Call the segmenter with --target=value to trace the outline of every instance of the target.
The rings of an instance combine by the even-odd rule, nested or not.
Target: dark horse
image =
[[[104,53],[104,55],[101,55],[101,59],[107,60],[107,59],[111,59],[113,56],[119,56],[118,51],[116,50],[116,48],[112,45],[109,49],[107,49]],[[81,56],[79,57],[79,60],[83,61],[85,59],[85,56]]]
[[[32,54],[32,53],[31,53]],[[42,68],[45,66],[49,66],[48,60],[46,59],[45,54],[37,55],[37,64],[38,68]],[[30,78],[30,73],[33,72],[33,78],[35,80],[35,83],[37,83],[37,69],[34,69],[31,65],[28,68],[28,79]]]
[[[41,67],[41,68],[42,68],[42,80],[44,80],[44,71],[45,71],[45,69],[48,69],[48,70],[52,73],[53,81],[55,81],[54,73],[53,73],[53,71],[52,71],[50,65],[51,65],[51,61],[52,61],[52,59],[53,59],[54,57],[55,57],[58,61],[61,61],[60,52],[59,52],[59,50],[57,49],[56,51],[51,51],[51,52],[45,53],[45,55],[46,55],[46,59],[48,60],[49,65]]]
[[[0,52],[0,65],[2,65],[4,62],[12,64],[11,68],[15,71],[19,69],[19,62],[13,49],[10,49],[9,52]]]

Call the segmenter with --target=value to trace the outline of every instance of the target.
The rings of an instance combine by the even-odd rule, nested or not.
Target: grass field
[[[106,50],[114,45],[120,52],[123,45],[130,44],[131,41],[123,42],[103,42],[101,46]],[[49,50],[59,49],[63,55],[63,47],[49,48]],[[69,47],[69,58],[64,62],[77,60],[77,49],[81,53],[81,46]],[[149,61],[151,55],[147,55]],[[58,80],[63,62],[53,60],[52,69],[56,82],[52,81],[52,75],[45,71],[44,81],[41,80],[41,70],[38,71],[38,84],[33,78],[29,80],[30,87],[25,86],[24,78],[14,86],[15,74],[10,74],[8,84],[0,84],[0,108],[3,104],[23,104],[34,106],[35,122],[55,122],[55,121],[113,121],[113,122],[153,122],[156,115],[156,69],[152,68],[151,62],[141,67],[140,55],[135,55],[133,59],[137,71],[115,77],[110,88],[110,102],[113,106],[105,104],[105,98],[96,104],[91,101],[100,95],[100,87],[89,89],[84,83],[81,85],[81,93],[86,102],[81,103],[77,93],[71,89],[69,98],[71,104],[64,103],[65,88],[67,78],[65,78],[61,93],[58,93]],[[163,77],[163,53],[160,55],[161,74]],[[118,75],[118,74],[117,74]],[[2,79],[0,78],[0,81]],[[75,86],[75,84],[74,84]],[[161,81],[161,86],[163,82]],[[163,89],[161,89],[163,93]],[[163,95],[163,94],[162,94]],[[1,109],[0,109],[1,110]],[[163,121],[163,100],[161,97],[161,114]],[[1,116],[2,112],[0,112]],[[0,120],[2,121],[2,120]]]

----

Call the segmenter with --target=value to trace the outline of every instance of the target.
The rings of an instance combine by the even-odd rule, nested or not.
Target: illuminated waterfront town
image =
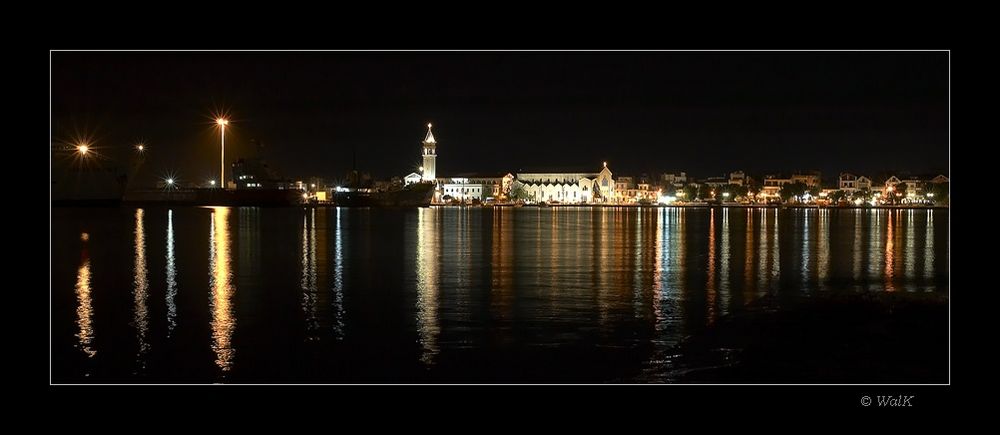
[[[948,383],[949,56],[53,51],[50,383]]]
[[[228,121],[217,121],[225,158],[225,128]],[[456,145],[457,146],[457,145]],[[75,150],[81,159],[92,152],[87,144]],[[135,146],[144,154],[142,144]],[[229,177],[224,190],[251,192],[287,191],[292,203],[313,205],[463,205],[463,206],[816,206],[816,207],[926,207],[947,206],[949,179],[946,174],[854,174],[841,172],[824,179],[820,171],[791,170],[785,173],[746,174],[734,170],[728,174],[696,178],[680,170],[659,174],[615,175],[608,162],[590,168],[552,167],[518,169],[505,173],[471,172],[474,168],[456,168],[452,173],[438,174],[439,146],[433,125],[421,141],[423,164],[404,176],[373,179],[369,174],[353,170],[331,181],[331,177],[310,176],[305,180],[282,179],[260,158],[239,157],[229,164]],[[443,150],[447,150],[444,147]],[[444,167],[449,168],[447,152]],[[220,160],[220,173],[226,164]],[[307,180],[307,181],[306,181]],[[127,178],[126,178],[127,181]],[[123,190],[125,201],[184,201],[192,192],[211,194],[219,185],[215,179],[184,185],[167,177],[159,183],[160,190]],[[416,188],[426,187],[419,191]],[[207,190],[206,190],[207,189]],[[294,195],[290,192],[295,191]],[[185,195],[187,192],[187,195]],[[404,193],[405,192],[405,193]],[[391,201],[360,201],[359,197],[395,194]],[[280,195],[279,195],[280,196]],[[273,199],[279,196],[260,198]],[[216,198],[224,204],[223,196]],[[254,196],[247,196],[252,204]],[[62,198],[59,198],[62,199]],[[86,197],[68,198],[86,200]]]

----

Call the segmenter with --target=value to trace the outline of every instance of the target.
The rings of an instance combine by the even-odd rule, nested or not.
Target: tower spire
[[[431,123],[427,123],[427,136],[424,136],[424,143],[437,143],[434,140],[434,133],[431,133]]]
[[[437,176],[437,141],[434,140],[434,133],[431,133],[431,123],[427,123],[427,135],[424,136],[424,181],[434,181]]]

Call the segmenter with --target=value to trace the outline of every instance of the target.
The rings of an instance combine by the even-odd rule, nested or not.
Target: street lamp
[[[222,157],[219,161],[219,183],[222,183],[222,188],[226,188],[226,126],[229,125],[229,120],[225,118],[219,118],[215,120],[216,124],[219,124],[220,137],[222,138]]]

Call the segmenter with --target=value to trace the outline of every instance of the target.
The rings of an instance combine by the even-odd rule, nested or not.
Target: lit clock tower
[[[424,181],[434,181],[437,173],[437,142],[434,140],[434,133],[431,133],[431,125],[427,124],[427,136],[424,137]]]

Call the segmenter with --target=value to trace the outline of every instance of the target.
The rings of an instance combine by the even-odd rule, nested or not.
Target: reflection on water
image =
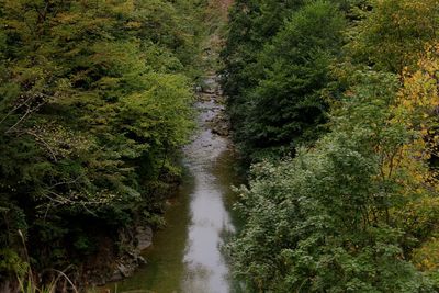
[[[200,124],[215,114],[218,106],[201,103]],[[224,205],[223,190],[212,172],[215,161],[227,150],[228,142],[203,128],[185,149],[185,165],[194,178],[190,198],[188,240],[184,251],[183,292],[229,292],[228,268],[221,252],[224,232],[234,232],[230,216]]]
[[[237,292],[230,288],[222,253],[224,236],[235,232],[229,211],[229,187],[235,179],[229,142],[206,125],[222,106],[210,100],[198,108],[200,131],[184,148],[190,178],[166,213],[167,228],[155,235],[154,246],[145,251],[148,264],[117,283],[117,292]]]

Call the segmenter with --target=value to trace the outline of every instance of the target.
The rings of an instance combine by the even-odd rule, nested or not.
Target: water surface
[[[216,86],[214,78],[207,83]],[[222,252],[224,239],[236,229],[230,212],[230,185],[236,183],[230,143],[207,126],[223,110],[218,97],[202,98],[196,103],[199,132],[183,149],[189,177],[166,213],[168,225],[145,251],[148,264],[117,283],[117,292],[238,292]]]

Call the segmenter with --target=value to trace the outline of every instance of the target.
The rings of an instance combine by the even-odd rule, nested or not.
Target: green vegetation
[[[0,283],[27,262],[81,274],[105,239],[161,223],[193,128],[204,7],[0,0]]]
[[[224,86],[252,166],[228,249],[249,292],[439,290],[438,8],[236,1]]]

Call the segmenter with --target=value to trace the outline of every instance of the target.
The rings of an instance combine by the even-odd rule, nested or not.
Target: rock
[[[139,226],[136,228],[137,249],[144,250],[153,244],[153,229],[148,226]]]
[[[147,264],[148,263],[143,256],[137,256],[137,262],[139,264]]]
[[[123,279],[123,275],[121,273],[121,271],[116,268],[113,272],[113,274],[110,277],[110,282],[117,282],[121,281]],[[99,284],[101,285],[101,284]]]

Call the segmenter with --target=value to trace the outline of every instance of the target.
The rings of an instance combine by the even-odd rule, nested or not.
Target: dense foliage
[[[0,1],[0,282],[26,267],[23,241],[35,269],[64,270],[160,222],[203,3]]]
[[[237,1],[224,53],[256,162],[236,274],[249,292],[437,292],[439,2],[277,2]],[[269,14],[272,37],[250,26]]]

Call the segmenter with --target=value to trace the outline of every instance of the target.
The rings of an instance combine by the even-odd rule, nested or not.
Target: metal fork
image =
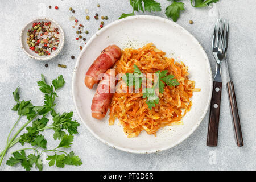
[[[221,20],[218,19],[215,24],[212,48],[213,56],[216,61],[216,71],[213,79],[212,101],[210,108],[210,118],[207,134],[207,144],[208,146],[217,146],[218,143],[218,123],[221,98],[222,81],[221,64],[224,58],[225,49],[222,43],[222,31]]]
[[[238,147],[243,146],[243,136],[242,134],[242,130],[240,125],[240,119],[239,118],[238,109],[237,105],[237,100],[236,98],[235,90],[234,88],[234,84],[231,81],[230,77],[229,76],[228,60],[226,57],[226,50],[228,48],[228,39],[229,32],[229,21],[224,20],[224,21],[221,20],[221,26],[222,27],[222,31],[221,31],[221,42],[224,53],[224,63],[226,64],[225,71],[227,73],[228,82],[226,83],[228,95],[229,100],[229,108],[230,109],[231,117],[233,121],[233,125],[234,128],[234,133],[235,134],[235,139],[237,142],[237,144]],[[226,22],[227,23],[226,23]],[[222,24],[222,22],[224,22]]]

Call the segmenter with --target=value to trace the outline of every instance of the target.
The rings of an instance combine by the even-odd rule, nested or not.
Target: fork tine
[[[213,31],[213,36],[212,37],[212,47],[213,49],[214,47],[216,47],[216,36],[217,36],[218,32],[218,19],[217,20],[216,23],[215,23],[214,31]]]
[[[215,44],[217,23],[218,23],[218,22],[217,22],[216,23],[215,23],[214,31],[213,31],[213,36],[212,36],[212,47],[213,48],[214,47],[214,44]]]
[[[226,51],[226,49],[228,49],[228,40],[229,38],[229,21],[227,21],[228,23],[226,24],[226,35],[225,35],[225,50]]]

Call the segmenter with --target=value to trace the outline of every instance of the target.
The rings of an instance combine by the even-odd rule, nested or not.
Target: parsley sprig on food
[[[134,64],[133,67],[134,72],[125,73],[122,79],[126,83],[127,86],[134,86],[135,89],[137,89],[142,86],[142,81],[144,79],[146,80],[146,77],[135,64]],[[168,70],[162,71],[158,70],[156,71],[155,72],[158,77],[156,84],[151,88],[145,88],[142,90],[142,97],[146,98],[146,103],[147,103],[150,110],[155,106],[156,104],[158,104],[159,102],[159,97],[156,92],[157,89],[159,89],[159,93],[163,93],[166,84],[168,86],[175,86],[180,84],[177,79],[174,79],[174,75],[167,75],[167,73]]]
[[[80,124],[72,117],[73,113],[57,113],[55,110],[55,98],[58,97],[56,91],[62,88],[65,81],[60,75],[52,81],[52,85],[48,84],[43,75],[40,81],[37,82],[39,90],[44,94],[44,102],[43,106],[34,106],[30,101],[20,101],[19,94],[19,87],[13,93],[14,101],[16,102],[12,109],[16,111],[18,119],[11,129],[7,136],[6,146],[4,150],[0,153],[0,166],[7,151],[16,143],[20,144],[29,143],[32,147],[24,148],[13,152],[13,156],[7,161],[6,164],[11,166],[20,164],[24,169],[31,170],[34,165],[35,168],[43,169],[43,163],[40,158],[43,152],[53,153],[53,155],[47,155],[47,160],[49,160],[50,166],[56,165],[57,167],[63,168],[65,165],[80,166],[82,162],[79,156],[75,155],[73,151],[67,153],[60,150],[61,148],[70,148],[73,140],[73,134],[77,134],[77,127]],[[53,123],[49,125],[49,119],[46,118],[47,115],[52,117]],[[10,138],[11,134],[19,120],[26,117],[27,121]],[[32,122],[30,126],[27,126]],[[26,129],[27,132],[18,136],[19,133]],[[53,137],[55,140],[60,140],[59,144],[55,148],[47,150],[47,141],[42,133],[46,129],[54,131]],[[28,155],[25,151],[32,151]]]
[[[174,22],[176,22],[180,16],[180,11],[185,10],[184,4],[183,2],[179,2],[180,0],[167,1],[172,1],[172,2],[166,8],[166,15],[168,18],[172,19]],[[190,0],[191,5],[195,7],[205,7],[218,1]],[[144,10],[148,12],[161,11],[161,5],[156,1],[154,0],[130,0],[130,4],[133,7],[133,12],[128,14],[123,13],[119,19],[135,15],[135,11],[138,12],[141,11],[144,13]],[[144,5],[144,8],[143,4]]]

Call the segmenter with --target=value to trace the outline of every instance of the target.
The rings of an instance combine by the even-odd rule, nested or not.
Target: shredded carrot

----

What this task involves:
List every line of the records above that contains the word "tower", matching case.

Correct answer:
Target: tower spire
Target: lit clock tower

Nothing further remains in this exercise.